Start of Passage

Their non-performing loans rose to $198 billion in the 3rd Q up from $171 billion on June 30, ‘09 and have doubled from Dec. ‘08.

Last years subprime lender is today’s FHA. Loan defaults, as of Sept. stand at 456,000 and 87% of their entire portfolio has less than 3% equity (a 1% decline in current property values would completely wipe it out) not to mention that the portfolio is growing by 6,000 loans per day (4 x’s the amount in 2006). The sheer number is masking the problem loans as most mortgages don’t get into trouble in the first year. Like a driver going downhill without brakes, FHA is telling Congress everything is just fine. Fortunately for us, FHA loans are bundled as MBS’s (mortgage backed securities) and guaranteed by Ginnie Mae and thus, it is the taxpayer who is responsible for paying Ginnie’s bond holders when FHA backed mortgages default. Same old story.

FDIC bank closures have risen to 124 this year (in 2007 there were 7 and about 10 in 2008). On the brink of insolvency themselves, they decided to charge participating banks 3 years premiums prepaid in advance to fund their continued operations or about $45 billion worth (should last them 6 months at the present pace) and then it’s back to the Treasury for mo’ money (Imagine if your car insurer asked you to pay your car insurance upfront for for the next 3 years). This should do wonders for the bank balance sheets. But that’s what the bailouts are all about anyway, penalize the healthy banks for the ones that that made the riskiest loans and should have been closed down before their assets needed to be seized.

End of Passage
Start of Provided material

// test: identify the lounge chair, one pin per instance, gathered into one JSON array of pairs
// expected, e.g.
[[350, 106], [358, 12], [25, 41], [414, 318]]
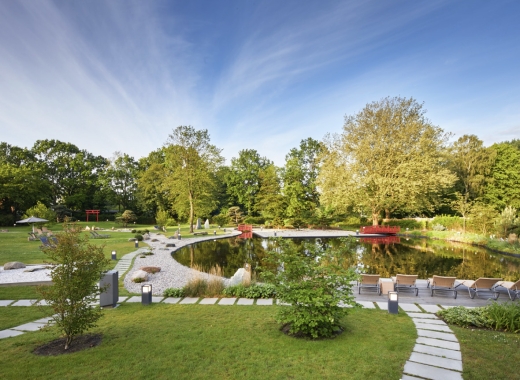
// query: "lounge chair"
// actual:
[[370, 281], [482, 285], [95, 235], [443, 284], [405, 282], [513, 288]]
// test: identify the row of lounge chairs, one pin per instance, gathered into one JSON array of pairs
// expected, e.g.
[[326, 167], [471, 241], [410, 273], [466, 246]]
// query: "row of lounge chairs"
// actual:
[[483, 285]]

End of Provided material

### [Activities]
a. Translate this sentence from the passage on FHA and FDIC losses into Spanish: "The sheer number is masking the problem loans as most mortgages don’t get into trouble in the first year."
b. Write what follows the last sentence of the passage on FHA and FDIC losses.

### [Set of answers]
a. El gran número está ocultando los préstamos problemáticos, ya que la mayoría de las hipotecas no tienen problemas durante el primer año.

b.
The Commercial Real Estate Crisis should be in full swing by 2010. Current CRE market value is in the order of $3.5 trillion and the loan defaults are expected to come in close to a third of that. Lenders are using loan moratoriums and modifications to postpone the inevitable. They don’t want these frickin’ properties on their books either.

How High Can Gold Go?

People say we’re in a bubble, the price has risen too much, too fast, Gold has no value and pays no interest (otherwise known as a dead money). Let me be clear about this. Gold (and silver) have been used as a store of wealth for thousands of years before the printing press was invented. With the repeal of Betton-Woods in ‘71, Dick Nixon unpegged the dollar to the price of gold (artificially priced at $35.00 at the time) and backed it with the full faith and credit of the government (an IOU), essentially, the US taxpayer’s ability to repay the governments debts. Since that time the dollar has lost 70% of it’s purchasing power.

The latest $12 trillion deficit is nothing more than another nail in the coffin. The world’s central banks have been printing money at a breathtaking pace not to prevent a collapse of society but prevent voters from experiencing the necessary pain and restructuring that recessions bring in an attempt to continue to get re-elected.

Bankruptcy serves a purpose. Failed business models need to go out of business to make room for healthy businesses as surely as dead leaves must fall from the tree in winter making room for a new leaf.

Today, the largest employer in the United States is the government with unfunded liabilities totaling $50 trillion dollars (pensions, social security, medicare, medicaid and a host of entitlement programs).

Government spending is a cost to the economy, not a source of wealth. No amount of deficit spending can produce prosperity.

If the economy recovers, demand for goods will increase and supply will tighten. If the Fed’s “hot money” policies turn into price inflation (highly likely), investors will turn to gold.

If the economy falters, federal stimulus spending will increase and set the stage for greater inflation and further dollar decline, investors will turn to gold to protect themselves. It seems like a one-way bet.

Top Picks

Silver Wheaton (SLW) gold will undoubtedly go higher, silver will out pace gold’s gains.

Eldorado Gold Corp (EGO) gold exploration and development (many will do spectacularly but this one is a great valuation).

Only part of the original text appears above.